Sección de texto:
-------------------------

De politica y cosas peores
Yo soy un habitante del desierto. Cuando viajo a los trópicos me
mareo de verdes. Lo mío son las arenas que antes fueron grises y que se
hicieron ocres por el sol. Vivo en la casa de los espejismos. La montaña
que veo allá no existe. Viene en el mapa, sí, pero no existe. Lo que
miro es un miraje: llego a él y llego a nada. Aquí la naturaleza —bella
dama sin piedad—agarra sus dones con la fuerza con que un avaro agarra
sus monedas. Allá en la selva el pez, la orquídea, el mango. En esta
tierra hasta una tortilla hay que arrebatársela a la tierra. Don Simón
Arocha, señor muy señorial del norte de Coahuila, bautizó con expresivo
nombre a su rancho en el desierto. Le puso “Piedras de lumbre”. Calor
terrible hacía siempre ahí. Las lagartijas, para refrescarse, se metían
en los mofles de los camiones que pasaban. Solía decir don Simón que
Dios Nuestro Señor, pese a su infinita sabiduría omnisciente, había
cometido cuatro gravísimos errores. El primero fue que nos puso el
chamorro en la parte de atrás de la pierna. ¡Error funesto! Debió
habérnoslo puesto por delante, con lo cual nos habríamos evitado para
siempre esos dolorosos golpes que a veces nos damos en las espinillas.
Puesto
atrás, el chamorro para lo único que sirve es para que nos muerdan los
canijos perros. El segundo error es que Diosito no nos puso un ojo en el
extremo del dedo índice de la mano derecha. ¡Cuán útil nos habría sido
ese tercer ojo! En la misa, a la hora de dar la limosna, sacaríamos el
veinte, en vez de sacar por equivocación el peso. Y aunque llegáramos
tarde a los desfiles podríamos ver el paso del cortejo con sólo levantar
el dedo.
El tercer error era igualmente grave: por disposición divina a
los hombres se nos caen los dientes con los años. ¡Y los dientes
siempre los necesitamos! Debería caérsenos otra cosa, que con los años
maldita ya la falta que nos hace. El cuarto error de Dios era al que al
señor Arocha le dolía más. ¿Cómo podía ser, se preguntaba desolado, que
lloviera en el mar y no lloviera nunca en Piedras de Lumbre? Don Teófilo
Martínez, por su parte, agricultor en el Valle de Derramadero, cerca de
Saltillo, cuando alguien le preguntaba si estaba dura la sequía en su
rancho, respondía: “Cómo no estará de dura, que tengo un muchachillo en
el estanque espantando a las golondrinas para que no se acaben el agua”.
Y es que las golondrinas pasan rozando la superficie y toman una gota
en sus piquitos. Hay en México vastas extensiones desérticas. Para
atender los problemas de sus habitantes se creó una importante
dependencia: la Comisión Nacional de Zonas Áridas. La dirigió en sus
inicios un gran coahuilense a quien mucho debe mi estado natal, don
Braulio Fernández Aguirre, quien en noviembre pasado cumplió 100 años de
edad y se mantiene fuerte como un roble.

-------------------------

[Filas de un conjunto de datos]
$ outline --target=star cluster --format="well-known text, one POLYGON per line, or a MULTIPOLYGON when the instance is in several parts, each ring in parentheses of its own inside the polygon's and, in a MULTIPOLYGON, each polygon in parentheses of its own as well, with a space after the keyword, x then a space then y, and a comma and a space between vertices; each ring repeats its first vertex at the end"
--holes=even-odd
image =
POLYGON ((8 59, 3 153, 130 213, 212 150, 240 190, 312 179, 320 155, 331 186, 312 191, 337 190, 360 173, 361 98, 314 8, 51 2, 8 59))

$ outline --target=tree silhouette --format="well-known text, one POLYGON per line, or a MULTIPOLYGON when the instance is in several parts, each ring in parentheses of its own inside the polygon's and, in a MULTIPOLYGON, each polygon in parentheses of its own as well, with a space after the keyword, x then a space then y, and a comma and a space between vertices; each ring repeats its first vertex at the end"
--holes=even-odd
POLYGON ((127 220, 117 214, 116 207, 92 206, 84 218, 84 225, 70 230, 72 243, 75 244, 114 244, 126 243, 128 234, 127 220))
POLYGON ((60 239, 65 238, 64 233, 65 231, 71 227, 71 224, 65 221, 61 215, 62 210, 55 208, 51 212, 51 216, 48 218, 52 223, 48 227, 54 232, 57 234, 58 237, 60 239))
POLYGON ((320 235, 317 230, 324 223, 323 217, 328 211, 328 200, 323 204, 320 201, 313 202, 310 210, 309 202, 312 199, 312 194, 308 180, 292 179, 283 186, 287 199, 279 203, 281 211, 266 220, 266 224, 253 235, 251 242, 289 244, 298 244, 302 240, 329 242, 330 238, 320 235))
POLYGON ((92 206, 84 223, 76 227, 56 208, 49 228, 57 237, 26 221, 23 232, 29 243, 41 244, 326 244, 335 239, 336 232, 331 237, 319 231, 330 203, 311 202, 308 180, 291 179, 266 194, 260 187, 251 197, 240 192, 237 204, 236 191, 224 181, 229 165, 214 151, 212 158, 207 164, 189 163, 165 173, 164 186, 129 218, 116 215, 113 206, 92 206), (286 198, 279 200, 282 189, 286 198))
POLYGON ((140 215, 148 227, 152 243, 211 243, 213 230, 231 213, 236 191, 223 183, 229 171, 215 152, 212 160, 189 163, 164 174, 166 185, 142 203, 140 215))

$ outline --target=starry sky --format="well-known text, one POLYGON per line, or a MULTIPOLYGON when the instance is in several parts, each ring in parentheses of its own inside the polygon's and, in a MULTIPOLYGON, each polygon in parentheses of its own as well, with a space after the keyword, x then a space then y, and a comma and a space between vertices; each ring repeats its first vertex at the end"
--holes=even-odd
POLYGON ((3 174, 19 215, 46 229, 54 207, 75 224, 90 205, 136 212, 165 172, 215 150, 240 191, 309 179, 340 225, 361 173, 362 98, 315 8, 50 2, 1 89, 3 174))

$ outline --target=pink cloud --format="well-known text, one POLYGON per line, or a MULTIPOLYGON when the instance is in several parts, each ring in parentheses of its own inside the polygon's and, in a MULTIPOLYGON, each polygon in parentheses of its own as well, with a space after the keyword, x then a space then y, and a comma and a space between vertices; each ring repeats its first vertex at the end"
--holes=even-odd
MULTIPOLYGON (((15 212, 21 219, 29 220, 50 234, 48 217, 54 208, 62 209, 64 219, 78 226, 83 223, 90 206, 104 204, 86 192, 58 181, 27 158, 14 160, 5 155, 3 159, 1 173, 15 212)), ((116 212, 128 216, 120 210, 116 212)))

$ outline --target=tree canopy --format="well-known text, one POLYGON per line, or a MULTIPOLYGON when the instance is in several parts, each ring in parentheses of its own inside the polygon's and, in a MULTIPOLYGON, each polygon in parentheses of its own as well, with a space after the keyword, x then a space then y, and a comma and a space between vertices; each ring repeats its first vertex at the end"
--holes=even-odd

-------------------------

Ejercicio breve A:
Resume en dos oraciones el texto sobre el desierto.
Ejercicio breve B:
Extrae del texto sobre el desierto el fragmento que comienza en las palabras "Y es que las" y termina después de "como un roble.".
Ejercicio breve C:
Prolonga el texto sobre el desierto a partir de su última oración.

Resultado final A:
Quien narra se presenta como habitante del desierto, una tierra de espejismos donde la naturaleza retiene sus dones y hasta una tortilla hay que arrebatársela a la tierra. Relata que don Simón Arocha atribuía a Dios cuatro errores, el más doloroso que lloviera en el mar y nunca en su rancho Piedras de Lumbre, recoge la ocurrencia de don Teófilo Martínez sobre la sequía y menciona la Comisión Nacional de Zonas Áridas, dirigida en sus inicios por don Braulio Fernández Aguirre.

Resultado final B:
Y es que las golondrinas pasan rozando la superficie y toman una gota
en sus piquitos. Hay en México vastas extensiones desérticas. Para
atender los problemas de sus habitantes se creó una importante
dependencia: la Comisión Nacional de Zonas Áridas. La dirigió en sus
inicios un gran coahuilense a quien mucho debe mi estado natal, don
Braulio Fernández Aguirre, quien en noviembre pasado cumplió 100 años de
edad y se mantiene fuerte como un roble.

Resultado final C:
Tuvo como cercano
colaborador a un saltillense apreciadísimo, don Jesús R. González. Ahora
otro valioso coahuilense, Abraham Cepeda Izaguirre, ha sido designado
director de la Conaza. Acertado nombramiento fue ése, puedo decirlo sin
dudar. Conozco al nuevo titular desde que era muy joven. En aquellos
años el Potrero de Ábrego era una comunidad aislada del mundo, y también
de Arteaga y la Villa de Santiago. No había ahí energía eléctrica. Las
mujeres estaban sometidas a la esclavitud del metate, y los niños debían
hacer sus tareas escolares a la luz de pestilentes y humosas velas de
sebo. Fui con Abraham Cepeda, que entonces tenía a su cargo tareas
oficiales relacionadas con la electricidad en el campo, y le pedí que
llevara la luz al Potrero. Él movió cielo y tierra —movió también un
helicóptero—, y el milagro se cumplió: por las fragosidades de la sierra
se tendió una línea eléctrica, y se hizo la luz en el Potrero. El nuevo
titular de la Conaza es hombre generoso que conoce bien las regiones
desérticas, y a sus moradores. Hará, estoy seguro, un excelente papel al
frente de la Comisión. Le ruego solamente que evite un grave yerro que
en otro tiempo se cometió en esa oficina. Las guapas chicas que
trabajaban en la delegación de mi ciudad participaron un 20 de noviembre
en el desfile de la Revolución. Llevaban unas playeras que ponían de
manifiesto las atractivas turgencias de su busto. Y sin embargo las
playeras mostraban en esa parte pectoral un letrero que decía: “Zonas
Áridas”. Le ruego a mi admirado paisano que ese error no se vuelva a
cometer…
FIN.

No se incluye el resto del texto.